However the section which is of interest to us here is his description of the battles of
The earliest manuscript describes twelve battles fought by Arthur
including one on Mount Agned.
A later version replaces the battle of Mount Agned with the battle of Bregion. Some
manuscripts give Bregimion
Various locations have been suggested as the sites of these battles, and arguments for
locations all over Britain have been put forward.
However, there can be no argument with the seventh battle which was fought in the forest
of Celyddon. This forest was the same one which Merlin/Myrddin retreated to after the
battle of Arderydd, and it was definitely situated in the region between the Roman Walls.
The same can be claimed for the battle of Bregimion which in some manuscripts replaces
Mount Agned as the scene of the eleventh battle. Bregimion is the British or Welsh
equivalent of Bremium, the Roman fort near the village of High Rochester, it lay on the
borders of the Ottadini tribe and again it is situated in the region between the Roman Walls.
As for the first battle fought on the river Glein, there is a river Glen in Northumberland
and this would seem to be the site of the battle.
The second, third, fourth, and fifth were fought on the banks of the river Dubglas.
There are several rivers called Douglas, the modern equivalent of Dubglas, again in the
region between the Roman Walls.
The sixth battle on the river Bassas, is thought to have been fought not on a river called
Bassas, but rather in the region of the rock called Bass, which lies just off the East Coast
of Scotland, which is again between the Roman Walls. The word Bass being latinised to
The seventh as we mentioned was in the forest of Celyddon.
The eighth battle was at Castellum Guinnion, several claims have been made for this site,
but most agree that Binchester has the best claim, this of course being close again to the
Roman Wall of Hadrian.
The ninth was in the Urbs Legionis, or the City of the Legion, which probably meant
Chester. This battle was actually fought in 613 AD some 30 years after Arthur’s death.
The tenth was on the river called Tribruit. It seems no reasonable claim can be made for
the site of this battle.
The eleventh we have already mentioned.
The twelfth was on Mons Badonis or the battle of Badon - it seems justifiable to say that
this battle was not one of the original battle list and along with the 9th battle of the City of
the Legions, has at some stage in the development of the story been added to the battle list.
This was fought somewhere around 500 AD, before Arthur’s time.
It seems that if we discount the ninth and twelfth battles we are left with a list of ten battles,
seven have strong claims to have been fought either within or in close proximity to the
Roman Walls and three can claim to be definitely situated in the region within the Roman
Walls. These are:
The Battle of Bassas
The Battle of Bregimion
The Battle of the Forest of Celyddon
If the battles or even some of them were fought within the Roman Walls and the enemy on
some of the occasions was the Saxon, then they can be definitely ascribed to the last
quarter of the 6th Century AD. This was the period of Saxon expansion, when Bernicia,
which was later to develop into Northumberland was extending its borders and coming
into conflict with the Britons of this region.
The Britons who opposed them were the Kings of the North. They ruled several small
Kingdoms in the land between the two Roman Walls. The Antonine Wall in the North
running between the Forth and the Clyde and in the South Hadrians Wall running between
the Tyne and the Solway Firth.
I repeat therefore, if the battles were fought in this region and some definitely were, and
the enemy was the Saxon, then the period of the battles was definitely the last quarter of
the 6th Century AD, and The Kings of the Britons referred to by Nennius must therefore
be the Kings of the North.

● Data entries

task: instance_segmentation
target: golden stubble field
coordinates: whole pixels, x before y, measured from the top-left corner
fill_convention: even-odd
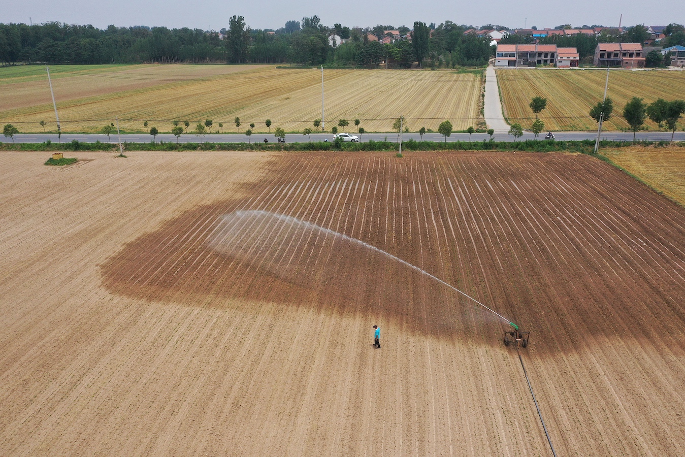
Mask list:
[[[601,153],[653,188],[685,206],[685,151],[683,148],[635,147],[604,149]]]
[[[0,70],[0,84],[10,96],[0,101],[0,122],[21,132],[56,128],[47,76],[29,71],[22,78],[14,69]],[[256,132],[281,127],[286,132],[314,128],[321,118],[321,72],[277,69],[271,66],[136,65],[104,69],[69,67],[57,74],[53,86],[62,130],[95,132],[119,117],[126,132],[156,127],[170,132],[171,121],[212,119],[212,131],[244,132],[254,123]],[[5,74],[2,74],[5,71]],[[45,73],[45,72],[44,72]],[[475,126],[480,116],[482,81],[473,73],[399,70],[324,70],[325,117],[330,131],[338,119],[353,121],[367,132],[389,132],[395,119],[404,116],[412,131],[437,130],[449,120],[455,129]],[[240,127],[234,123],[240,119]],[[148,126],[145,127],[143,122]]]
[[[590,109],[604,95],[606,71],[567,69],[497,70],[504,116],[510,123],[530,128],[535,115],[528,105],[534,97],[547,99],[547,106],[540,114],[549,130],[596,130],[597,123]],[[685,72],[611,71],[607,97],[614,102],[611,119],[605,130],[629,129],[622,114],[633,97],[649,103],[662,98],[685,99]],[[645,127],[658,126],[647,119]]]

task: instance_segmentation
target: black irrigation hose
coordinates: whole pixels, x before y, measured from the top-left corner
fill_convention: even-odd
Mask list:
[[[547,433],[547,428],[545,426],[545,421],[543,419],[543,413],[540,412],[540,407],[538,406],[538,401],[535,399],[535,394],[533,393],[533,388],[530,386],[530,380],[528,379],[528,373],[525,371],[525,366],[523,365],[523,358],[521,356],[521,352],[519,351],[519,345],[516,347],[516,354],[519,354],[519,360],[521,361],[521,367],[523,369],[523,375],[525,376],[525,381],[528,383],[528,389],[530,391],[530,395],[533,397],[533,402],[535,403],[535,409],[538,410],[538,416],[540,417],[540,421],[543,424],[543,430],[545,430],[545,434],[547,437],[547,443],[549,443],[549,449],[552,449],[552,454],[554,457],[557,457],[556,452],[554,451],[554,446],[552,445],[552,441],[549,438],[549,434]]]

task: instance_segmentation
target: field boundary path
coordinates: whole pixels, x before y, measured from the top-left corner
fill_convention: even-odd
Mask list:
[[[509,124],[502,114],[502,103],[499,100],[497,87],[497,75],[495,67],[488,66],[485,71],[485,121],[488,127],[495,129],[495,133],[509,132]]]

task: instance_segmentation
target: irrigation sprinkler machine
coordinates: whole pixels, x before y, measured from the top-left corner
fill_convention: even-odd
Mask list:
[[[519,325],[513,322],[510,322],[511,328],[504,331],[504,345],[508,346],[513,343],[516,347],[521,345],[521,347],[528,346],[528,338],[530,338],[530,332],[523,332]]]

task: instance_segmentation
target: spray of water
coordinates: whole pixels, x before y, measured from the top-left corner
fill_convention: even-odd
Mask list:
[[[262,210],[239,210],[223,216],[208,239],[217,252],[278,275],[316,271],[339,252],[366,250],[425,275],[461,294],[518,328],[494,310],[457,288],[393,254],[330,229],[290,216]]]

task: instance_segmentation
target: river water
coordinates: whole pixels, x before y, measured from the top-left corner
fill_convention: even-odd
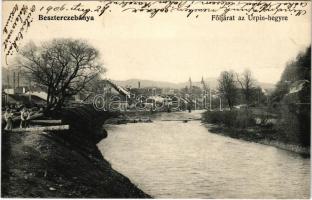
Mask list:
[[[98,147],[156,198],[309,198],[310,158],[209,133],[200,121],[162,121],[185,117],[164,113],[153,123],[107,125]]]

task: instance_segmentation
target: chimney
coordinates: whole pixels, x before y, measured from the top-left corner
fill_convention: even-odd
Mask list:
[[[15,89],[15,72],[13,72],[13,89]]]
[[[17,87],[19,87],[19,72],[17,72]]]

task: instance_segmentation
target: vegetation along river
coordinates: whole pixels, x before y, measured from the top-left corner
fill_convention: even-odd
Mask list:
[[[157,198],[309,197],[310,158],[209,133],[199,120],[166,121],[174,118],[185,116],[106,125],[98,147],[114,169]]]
==
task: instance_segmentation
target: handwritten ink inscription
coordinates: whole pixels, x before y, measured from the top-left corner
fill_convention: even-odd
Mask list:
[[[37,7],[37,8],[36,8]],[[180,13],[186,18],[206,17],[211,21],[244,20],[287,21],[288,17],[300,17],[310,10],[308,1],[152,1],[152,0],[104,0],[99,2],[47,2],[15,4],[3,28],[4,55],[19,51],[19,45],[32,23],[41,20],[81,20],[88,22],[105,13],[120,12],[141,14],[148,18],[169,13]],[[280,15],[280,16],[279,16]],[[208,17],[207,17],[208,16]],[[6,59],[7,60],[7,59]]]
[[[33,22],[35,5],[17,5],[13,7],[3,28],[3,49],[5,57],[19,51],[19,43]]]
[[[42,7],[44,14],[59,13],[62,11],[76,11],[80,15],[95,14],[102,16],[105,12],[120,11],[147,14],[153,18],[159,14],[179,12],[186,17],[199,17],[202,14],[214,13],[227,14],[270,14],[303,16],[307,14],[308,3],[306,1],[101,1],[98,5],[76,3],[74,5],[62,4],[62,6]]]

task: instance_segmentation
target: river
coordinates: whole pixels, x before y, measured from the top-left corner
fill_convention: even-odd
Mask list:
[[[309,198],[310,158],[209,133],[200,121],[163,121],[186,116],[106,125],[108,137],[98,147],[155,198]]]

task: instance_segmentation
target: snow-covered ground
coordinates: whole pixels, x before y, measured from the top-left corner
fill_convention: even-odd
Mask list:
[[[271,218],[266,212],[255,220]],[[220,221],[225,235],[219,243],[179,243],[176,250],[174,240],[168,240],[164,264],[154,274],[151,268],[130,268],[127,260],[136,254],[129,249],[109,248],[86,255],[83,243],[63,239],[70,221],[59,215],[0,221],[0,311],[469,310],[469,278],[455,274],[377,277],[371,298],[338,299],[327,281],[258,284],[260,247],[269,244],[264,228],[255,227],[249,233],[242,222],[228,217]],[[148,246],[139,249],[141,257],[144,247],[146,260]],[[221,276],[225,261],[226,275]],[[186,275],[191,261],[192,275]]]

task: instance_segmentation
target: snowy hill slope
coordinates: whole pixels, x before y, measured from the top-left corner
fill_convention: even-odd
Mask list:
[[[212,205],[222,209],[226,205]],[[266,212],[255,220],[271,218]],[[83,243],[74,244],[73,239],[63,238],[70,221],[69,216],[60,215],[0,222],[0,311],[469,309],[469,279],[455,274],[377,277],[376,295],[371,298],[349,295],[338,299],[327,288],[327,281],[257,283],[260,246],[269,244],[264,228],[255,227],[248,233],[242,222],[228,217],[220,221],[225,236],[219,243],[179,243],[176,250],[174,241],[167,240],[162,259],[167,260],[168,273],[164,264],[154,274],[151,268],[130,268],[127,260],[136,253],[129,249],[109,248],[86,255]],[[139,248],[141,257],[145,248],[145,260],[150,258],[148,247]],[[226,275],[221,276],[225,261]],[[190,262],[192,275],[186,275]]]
* * *
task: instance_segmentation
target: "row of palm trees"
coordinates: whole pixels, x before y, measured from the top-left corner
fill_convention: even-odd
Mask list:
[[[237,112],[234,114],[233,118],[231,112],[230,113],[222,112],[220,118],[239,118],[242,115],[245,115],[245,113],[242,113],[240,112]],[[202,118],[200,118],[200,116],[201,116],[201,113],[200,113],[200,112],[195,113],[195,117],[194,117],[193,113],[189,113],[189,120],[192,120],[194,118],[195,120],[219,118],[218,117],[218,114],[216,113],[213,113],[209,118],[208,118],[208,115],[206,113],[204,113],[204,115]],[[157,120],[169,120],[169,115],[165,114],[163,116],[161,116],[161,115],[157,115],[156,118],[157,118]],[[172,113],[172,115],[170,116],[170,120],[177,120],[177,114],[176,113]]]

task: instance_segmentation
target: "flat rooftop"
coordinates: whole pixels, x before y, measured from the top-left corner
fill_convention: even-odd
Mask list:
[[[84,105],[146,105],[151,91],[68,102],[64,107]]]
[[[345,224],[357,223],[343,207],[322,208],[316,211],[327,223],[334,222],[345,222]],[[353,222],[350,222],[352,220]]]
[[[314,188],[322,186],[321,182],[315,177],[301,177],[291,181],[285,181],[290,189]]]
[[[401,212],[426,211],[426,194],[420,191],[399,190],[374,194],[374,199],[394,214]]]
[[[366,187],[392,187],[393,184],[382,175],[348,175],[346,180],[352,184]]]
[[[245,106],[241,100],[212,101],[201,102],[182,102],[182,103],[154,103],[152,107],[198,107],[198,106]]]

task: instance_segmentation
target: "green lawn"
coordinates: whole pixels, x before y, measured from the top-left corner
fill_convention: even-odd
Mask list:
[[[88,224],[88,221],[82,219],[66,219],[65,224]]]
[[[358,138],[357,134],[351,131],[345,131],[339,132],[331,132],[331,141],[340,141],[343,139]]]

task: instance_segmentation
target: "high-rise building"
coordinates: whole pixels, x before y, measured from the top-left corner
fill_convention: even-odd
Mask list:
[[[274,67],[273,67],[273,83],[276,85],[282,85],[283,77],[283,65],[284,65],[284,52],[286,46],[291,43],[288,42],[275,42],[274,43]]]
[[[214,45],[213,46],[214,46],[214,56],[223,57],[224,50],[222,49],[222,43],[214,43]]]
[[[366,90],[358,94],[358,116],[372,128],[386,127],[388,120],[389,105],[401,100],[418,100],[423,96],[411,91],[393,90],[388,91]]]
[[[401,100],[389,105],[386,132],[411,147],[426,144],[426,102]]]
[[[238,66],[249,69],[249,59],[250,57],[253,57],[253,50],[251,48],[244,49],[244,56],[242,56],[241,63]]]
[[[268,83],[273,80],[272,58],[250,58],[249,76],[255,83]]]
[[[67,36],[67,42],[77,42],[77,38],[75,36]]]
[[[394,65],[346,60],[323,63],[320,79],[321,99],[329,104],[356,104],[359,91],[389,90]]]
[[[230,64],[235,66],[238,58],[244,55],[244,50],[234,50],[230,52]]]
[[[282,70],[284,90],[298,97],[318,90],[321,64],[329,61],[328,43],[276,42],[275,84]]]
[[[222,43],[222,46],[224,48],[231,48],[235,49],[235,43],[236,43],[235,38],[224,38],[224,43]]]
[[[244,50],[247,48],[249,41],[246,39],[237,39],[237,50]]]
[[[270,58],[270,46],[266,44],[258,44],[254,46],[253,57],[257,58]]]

● Tasks to perform
1. Reproduce the passage of the extract on Arthur's battles that begins at the words "The same can" and stops after "of the battle.".
2. Answer these questions from the extract on Arthur's battles:
(a) Of which Roman fort is Bregimion the British or Welsh equivalent?
(b) Which site do most agree has the best claim to be Castellum Guinnion?
(c) Between which two waters does the Antonine Wall run?

● Responses by task
1.
The same can be claimed for the battle of Bregimion which in some manuscripts replaces
Mount Agned as the scene of the eleventh battle. Bregimion is the British or Welsh
equivalent of Bremium, the Roman fort near the village of High Rochester, it lay on the
borders of the Ottadini tribe and again it is situated in the region between the Roman Walls.
As for the first battle fought on the river Glein, there is a river Glen in Northumberland
and this would seem to be the site of the battle.

2.
(a) Bremium, the Roman fort near the village of High Rochester.
(b) Binchester.
(c) The Forth and the Clyde.